_ACTION ITEM:_ Looking at the records below, say how many lines contain "instances". Nothing else belongs in the answer.

[[ RECORDS PROVIDED open ]]

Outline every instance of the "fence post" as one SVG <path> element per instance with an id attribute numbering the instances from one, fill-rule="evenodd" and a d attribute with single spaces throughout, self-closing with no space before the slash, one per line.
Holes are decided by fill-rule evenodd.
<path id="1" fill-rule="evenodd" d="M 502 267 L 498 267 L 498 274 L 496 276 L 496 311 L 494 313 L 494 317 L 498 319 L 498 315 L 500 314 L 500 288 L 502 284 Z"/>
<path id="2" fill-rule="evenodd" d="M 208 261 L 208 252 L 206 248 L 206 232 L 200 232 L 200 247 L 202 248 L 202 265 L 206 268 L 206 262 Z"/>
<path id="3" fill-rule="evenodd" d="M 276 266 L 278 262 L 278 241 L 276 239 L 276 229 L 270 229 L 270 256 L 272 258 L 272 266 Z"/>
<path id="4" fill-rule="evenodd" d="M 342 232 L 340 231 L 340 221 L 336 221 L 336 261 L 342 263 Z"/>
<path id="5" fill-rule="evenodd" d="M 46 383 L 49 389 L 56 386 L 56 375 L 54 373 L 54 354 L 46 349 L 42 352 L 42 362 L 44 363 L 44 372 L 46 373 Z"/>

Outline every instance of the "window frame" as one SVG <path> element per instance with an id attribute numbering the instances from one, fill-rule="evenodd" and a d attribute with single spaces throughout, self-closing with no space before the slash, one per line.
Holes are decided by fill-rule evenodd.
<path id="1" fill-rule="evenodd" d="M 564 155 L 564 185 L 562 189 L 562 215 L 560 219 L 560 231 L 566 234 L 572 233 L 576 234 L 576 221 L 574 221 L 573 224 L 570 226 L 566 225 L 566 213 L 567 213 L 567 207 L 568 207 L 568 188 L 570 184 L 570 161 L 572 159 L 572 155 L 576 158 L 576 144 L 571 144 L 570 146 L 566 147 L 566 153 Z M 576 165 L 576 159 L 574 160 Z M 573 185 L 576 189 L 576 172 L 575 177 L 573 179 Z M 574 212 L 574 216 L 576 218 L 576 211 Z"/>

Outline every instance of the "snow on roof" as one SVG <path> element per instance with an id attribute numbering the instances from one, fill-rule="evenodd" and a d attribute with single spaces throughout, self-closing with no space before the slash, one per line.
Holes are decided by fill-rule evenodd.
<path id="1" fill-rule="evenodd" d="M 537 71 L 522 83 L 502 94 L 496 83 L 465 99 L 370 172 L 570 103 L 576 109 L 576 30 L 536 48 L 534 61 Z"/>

[[ RECORDS PROVIDED closed ]]

_EXERCISE OUTPUT:_ 3